AIM OF THE TASK:
Search for the word "person" in the entries. Each line that holds it should be copied.

------ RECORDS FOR THIS TASK

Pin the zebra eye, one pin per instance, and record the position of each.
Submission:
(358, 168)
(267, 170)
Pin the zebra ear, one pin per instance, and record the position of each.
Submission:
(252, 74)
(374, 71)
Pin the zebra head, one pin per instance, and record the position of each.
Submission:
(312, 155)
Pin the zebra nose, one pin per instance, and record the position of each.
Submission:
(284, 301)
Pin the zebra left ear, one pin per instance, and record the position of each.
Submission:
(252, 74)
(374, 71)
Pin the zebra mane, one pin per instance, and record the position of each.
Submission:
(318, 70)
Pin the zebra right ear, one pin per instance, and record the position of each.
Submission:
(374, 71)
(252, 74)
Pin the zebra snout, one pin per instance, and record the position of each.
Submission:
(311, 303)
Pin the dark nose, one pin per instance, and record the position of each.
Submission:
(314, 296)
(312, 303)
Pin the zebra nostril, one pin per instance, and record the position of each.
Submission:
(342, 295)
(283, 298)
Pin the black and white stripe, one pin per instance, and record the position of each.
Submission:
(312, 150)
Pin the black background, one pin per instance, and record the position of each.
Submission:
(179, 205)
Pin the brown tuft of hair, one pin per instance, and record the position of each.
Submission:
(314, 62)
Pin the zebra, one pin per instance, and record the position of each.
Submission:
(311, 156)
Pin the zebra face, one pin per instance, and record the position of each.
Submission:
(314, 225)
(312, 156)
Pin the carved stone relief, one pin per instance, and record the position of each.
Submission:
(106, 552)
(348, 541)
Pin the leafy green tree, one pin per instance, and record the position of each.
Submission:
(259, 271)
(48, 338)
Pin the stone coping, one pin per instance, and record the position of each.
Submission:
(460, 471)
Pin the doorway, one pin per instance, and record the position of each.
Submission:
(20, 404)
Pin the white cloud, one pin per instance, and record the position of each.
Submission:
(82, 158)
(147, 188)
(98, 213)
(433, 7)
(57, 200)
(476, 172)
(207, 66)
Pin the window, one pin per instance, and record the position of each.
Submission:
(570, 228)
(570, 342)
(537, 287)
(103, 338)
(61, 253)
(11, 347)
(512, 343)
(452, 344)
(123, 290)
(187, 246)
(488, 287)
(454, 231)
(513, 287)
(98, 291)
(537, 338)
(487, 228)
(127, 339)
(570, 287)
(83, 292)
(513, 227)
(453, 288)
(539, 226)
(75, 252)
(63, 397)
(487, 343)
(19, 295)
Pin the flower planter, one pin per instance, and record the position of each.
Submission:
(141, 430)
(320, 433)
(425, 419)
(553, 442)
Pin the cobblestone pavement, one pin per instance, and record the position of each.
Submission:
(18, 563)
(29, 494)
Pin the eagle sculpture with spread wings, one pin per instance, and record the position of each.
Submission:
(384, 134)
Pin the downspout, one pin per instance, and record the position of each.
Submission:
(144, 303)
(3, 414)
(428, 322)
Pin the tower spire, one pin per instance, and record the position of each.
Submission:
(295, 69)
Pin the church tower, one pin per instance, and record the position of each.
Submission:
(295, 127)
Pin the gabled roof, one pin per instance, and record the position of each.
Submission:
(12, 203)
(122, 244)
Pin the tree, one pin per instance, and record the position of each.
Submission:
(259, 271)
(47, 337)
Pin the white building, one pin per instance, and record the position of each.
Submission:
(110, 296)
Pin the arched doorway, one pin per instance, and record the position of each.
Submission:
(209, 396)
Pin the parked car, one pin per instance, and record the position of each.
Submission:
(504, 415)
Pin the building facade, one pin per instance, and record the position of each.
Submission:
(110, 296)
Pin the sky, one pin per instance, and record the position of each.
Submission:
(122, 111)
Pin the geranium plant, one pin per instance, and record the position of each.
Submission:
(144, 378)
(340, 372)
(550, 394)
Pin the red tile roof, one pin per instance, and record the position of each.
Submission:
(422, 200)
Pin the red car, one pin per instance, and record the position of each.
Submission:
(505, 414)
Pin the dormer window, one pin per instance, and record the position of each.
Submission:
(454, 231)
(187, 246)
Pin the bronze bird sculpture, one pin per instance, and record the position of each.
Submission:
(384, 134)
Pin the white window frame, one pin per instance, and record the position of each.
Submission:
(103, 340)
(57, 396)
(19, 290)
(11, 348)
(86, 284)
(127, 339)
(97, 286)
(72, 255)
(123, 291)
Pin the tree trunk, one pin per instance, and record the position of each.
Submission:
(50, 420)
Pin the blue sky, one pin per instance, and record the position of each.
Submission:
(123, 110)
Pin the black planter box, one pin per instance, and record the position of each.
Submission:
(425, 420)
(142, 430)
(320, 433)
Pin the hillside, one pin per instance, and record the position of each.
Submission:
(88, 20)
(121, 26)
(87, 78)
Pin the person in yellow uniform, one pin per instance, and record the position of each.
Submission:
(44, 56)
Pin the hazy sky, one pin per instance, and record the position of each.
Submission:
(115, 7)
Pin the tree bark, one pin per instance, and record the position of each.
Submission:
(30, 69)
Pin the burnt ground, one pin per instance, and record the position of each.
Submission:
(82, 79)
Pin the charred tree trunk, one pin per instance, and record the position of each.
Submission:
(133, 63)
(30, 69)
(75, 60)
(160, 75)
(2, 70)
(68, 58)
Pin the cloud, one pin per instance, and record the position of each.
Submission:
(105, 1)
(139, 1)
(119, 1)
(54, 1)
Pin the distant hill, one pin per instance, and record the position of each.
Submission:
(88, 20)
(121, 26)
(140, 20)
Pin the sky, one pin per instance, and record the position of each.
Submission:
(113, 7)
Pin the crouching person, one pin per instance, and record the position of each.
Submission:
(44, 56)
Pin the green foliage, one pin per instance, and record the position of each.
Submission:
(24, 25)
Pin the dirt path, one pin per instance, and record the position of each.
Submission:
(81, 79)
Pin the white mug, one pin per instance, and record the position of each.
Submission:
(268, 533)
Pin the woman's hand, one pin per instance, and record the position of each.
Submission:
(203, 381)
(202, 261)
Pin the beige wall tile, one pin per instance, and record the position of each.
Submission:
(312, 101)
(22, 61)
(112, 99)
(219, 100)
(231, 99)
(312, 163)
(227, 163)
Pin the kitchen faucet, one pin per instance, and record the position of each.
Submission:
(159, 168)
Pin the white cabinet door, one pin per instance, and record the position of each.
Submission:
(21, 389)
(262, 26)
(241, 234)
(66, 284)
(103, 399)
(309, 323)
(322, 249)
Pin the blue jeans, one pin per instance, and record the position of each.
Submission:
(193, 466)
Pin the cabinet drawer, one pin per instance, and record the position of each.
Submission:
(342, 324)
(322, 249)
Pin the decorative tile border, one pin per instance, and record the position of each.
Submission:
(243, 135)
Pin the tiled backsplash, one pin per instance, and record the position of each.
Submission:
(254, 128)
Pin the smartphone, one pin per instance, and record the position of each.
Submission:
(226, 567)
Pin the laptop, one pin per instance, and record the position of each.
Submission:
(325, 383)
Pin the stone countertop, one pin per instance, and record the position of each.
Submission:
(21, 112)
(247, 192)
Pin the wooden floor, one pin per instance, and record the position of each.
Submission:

------------

EXERCISE RESULT:
Pin the person in yellow uniform, one pin per instance, and record the position of each.
Pin the crouching person, one pin per instance, and record the position of each.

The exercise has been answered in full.